• WHAT THE EXERCISE ASKS
Copy out all of the material exactly as presented.

• SUPPLIED MATERIAL
_ _ _ _ _ _ _

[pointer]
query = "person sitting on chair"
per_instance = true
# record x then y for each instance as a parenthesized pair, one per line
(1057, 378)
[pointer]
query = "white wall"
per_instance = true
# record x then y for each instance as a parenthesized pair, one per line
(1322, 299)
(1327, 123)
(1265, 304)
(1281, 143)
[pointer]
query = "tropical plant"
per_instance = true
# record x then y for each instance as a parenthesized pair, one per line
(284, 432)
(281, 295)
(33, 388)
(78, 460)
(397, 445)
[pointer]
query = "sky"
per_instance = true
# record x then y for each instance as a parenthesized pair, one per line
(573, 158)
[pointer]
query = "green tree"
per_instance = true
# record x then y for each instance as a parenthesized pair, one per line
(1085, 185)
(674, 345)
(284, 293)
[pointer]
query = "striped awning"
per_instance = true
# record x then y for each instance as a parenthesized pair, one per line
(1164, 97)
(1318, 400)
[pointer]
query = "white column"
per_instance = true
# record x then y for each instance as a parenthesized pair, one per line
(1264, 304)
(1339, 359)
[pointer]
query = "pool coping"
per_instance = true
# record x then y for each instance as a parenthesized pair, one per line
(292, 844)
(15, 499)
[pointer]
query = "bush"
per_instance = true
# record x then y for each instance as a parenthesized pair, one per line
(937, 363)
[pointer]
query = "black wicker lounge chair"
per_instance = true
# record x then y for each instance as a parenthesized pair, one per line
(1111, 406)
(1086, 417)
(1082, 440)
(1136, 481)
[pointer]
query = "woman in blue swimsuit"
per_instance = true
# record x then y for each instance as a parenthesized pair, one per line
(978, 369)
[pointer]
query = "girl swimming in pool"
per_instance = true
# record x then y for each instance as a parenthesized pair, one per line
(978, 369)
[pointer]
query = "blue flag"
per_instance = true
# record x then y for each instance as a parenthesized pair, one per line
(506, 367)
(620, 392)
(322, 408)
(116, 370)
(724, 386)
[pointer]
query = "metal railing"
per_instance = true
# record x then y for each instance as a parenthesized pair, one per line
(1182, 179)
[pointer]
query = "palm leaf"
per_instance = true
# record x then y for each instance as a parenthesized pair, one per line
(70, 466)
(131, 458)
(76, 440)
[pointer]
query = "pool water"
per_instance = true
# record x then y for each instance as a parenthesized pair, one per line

_ _ _ _ _ _ _

• SOLUTION FOR THIS TASK
[pointer]
query = "person sitting on chair"
per_instance = true
# record x then y for each instance as a parenthesized pair, one per line
(1057, 378)
[pointer]
query = "white wall"
per_instance = true
# record x then y for each instance as a parenthesized pair, one per line
(1322, 299)
(1327, 123)
(1265, 304)
(1281, 143)
[pointer]
query = "tropical plant"
per_instance = true
# record x then y for each instance as a parenthesized pair, one per line
(284, 432)
(281, 295)
(33, 388)
(78, 460)
(397, 445)
[pointer]
query = "sky"
per_instance = true
# record x then y for each instance as a parenthesized pair, one per line
(573, 158)
[pointer]
query = "green tree"
per_instance = true
# record x then y for each instance as a parenthesized pair, one per line
(1085, 185)
(674, 345)
(284, 293)
[pointer]
query = "striped awning"
per_instance = true
# record x then y for each instance as a parenthesized pair, one per line
(1164, 97)
(1318, 400)
[pointer]
query = "white column"
per_instance = true
# record x then y for each instance as a parenthesized pair, one per line
(1264, 304)
(1339, 359)
[pointer]
query = "pool coping"
per_instance = true
# record x then y for each instance as a parenthesized pair, one per line
(292, 844)
(15, 499)
[pointer]
query = "bush"
per_instance = true
# record x then y for each instance as a parenthesized pair, one per line
(937, 363)
[pointer]
query = "black wicker lounge chair"
per_instance = true
# record x then y for each instance as a parenthesized pair, one per line
(1111, 406)
(1086, 417)
(1082, 440)
(1136, 481)
[pointer]
query = "woman in blue swimsuit"
per_instance = true
# record x then y for each instance as a parenthesized pair, one per line
(978, 369)
[pointer]
query = "girl swimming in pool"
per_instance = true
# record x then y for each instance as a parenthesized pair, one per line
(978, 369)
[pointer]
query = "blue flag"
per_instance = true
# record x then y for each instance as a parenthesized pair, one per line
(506, 367)
(620, 392)
(322, 408)
(116, 370)
(724, 386)
[pointer]
query = "metal railing"
per_instance = true
# record x then y for each instance as a parenthesized pair, one per line
(1182, 179)
[pointer]
query = "palm leaf"
per_instance = true
# record x then y for each instance as a parenthesized pair, one per line
(70, 466)
(131, 458)
(76, 440)
[pointer]
query = "pool water"
per_instance = true
# record x then y for each instance as a parenthesized pair, one per line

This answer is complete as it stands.